USING THE INFORMATION -
1 - Return, word for word, the part of the review of Lily King's story collection below that runs from "Lily King’s most" up to and including "the common man.".
2 - Based on the review of Lily King's story collection below, decide whether each statement agrees with it. (a) The collection holds 10 stories. (b) Writers & Lovers is a collection of short stories. (c) One character is a widowed mother living in France. Answer yes or no for each, and quote the deciding words from the review.
3 - Carry on writing the review of Five Tuesdays in Winter below, starting right after its last sentence.
=== SELECTED EXTRACT ===
Lily King’s most recent novel, Writers & Lovers, was a New York Times bestseller and a critical success, bringing this underrated American writer to the attention of the masses on both sides of the Atlantic. Its fine qualities – a wry and moving exploration of writing and relationships – are in abundance in her first collection of short stories. Thematically similar, and written in the same stylish, limpid prose, the 10 stories offer raw yet hopeful depictions of the common man.
The range of characters across Five Tuesdays in Winter is impressive. There's a cantankerous nonagenarian visiting his granddaughter in hospital. A widowed mother in Germany trying to get herself and her teenage daughter through their grief. A 14-year-old from an unhappy home who becomes a live-in babysitter for a rich family over the course of a hot, lethargic summer.
=== DATA SHOWN ===
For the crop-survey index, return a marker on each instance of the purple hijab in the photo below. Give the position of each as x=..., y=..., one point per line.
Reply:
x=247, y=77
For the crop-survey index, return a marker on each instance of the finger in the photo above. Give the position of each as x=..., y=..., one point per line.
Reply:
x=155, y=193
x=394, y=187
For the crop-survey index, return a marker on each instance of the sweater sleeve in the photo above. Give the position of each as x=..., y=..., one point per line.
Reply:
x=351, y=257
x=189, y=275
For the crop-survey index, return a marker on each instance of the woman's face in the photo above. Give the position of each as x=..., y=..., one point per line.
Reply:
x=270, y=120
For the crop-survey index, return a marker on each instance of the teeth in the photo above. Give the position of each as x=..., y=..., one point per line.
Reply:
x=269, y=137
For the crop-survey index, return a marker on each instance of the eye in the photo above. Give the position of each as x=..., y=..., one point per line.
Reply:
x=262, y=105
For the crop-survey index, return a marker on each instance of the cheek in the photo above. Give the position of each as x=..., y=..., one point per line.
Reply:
===
=== DATA SHOWN ===
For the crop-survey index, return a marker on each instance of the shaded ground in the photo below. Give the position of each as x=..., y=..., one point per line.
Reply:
===
ANSWERS FOR THE TASKS -
1 -
Lily King’s most recent novel, Writers & Lovers, was a New York Times bestseller and a critical success, bringing this underrated American writer to the attention of the masses on both sides of the Atlantic. Its fine qualities – a wry and moving exploration of writing and relationships – are in abundance in her first collection of short stories. Thematically similar, and written in the same stylish, limpid prose, the 10 stories offer raw yet hopeful depictions of the common man.

2 -
(a) Yes: "the 10 stories offer raw yet hopeful depictions of the common man"
(b) No: "Lily King’s most recent novel, Writers & Lovers"
(c) No: "A widowed mother in Germany"

3 -
The babysitter is Carol, the narrator of opening story Creature, an intense coming-of-age tale that nails the blurring realities of teenage life, that liminal space between childhood and maturity: “It was a skill of mine, splitting myself in half, pretending to be childish and oblivious while sifting through adult exchanges with the focus and discrimination of a forensic detective.”
Carol – renamed Cara by the comical matriarch Mrs Pike – falls for the children’s married uncle Hugh, a Gatsbyesque creation who is hiding problems of his own. King sets out her stall in this story: these are troubled individuals who will try just about anything to scrape through.
These stories are full of pivotal moments of change. The circumstances are often brutal, the learnings hard-earned, but the overall feeling is one of hope
The short story form suits King's incisive, unshowy style, which recalls contemporaries such as Ann Patchett, Tessa Hadley and fellow Maine resident, Elizabeth Strout. Like these authors, King has an acclaimed back catalogue to her name, which includes The Pleasing Hour, The English Teacher and Euphoria, winner of the Kirkus Prize, the New England Book Award for Fiction, and a finalist for the National Book Critics Circle Award. King is also the recipient of a Whiting Writers' Award and has twice won both the Maine Fiction Award and the New England Book Award.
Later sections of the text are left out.